Tasks to carry out:
- a) Rewrite the passage on Parent PLUS loans, starting with "Making Payments During" and going on through "growing too large.", with "interest accrual" replaced by "interest buildup".
- b) According to the passage on Parent PLUS loans, for how long at a time is forbearance typically granted?

BEGIN Passage provided

Repayment Options: Repayment on Parent PLUS loans typically begins 60 days after the loan is fully disbursed. However, you can request to defer payments while your child is in school and for six months after they graduate or drop below half-time enrollment. During deferment, interest will continue to accrue, though you are still allowed to make payments to your loans. Once repayment begins, any unpaid interest will be capitalized (added to the principal balance).
When Do Payments Start?
Repayment on Parent PLUS loans begins six months after your child graduates, leaves school, or drops below half-time enrollment. Notably, you can stay in or re-enter deferment if your child enters graduate school.
If your child graduated in May, your first payment will likely be due in November or December. It’s important to note that interest continues to accrue during this six-month grace period, which means the total amount you owe when repayment begins will be higher than what you initially borrowed if you don’t make any payments during this period.
Knowing when your payments will start can help you plan your finances and avoid any surprises. If you’re concerned about your ability to make payments, it’s crucial to explore your options before the first payment is due.
Deferment and Forbearance Options
If you’re not ready to start making payments, you have options to temporarily pause repayment.
Deferment: You can request a deferment on your Parent PLUS loans while your child is enrolled at least half-time and for six months after they graduate or leave school. During deferment, you’re not required to make payments, but interest will continue to accrue. It’s important to note that once deferment ends, any accrued interest will be capitalized, which can significantly increase your loan balance.
How to Apply: To request a deferment, you’ll need to submit a Parent PLUS Borrower Deferment Request form to your loan servicer. Some schools may automatically place your loan in deferment while your child is enrolled, but it’s important to confirm this with your loan servicer.
Forbearance: If you’re experiencing financial hardship, you can request forbearance, which allows you to temporarily pause or reduce your loan payments. Like deferment, interest will continue to accrue during forbearance. Forbearance is typically granted for up to 12 months at a time, but you can request additional periods if needed.
Making Payments During Deferment or Forbearance: Even if your loans are in deferment or forbearance, you can still make payments to reduce the overall interest accrual. This can be particularly beneficial if you’re trying to keep your loan balance from growing too large.
Understanding Repayment Plans for Parent PLUS Loans
Parent PLUS loans offer several repayment plans, but not all of them are created equal. It’s important to choose a plan that fits your financial situation and long-term goals. Further, these plans can be grouped into two different options: fixed and income-driven.
Fixed Repayment Plans
Standard Repayment Plan: This plan offers fixed monthly payments over a 10-year period. It’s the default option for most borrowers and results in the highest monthly payments but the least amount of interest paid over time among the fixed options.
Extended Repayment Plan: This plan extends your repayment period up to 25 years, reducing your monthly payments but increasing the total interest paid. It’s a good option if you need lower monthly payments but don’t qualify for income-driven repayment plans.
Graduated Repayment Plan: With this plan, your payments start low and increase every two years. The loan term for this plan is 10 years. It’s designed to accommodate borrowers who expect their income to increase over time.
Extended Graduated Repayment Plan: Technically, this is a sub-option of the Extended Repayment Plan above. The loan is repaid over 25 years, with payments starting low and gradually increasing every two years. Out of the fixed repayment options, the monthly payment here starts out the lowest.

END Passage provided
BEGIN Supplied information

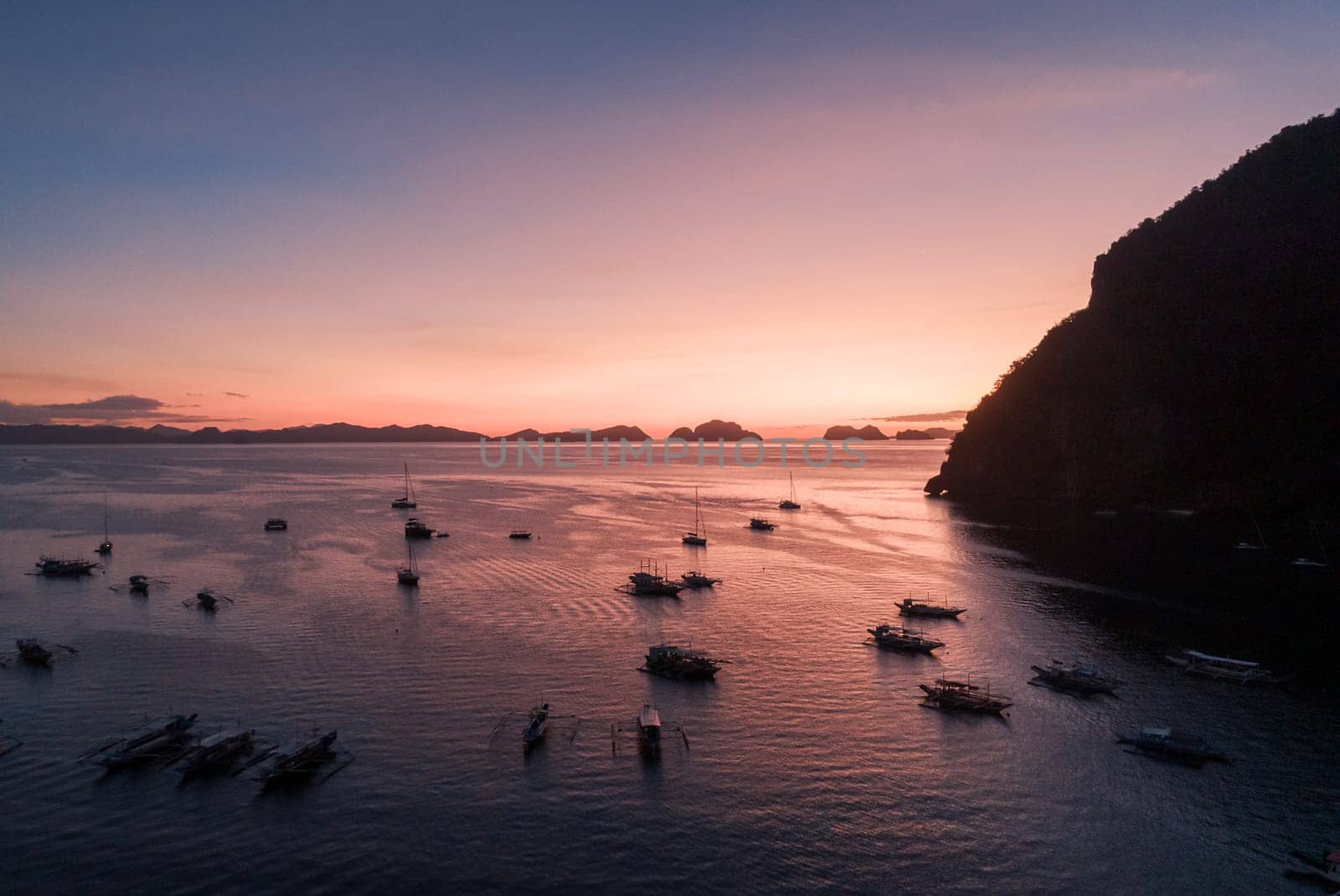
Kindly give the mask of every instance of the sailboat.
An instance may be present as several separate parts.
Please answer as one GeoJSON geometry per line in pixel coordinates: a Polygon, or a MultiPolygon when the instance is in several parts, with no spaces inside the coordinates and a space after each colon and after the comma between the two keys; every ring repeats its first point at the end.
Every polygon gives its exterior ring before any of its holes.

END Supplied information

Solutions:
- a)
Making Payments During Deferment or Forbearance: Even if your loans are in deferment or forbearance, you can still make payments to reduce the overall interest buildup. This can be particularly beneficial if you’re trying to keep your loan balance from growing too large.

- b) Up to 12 months at a time.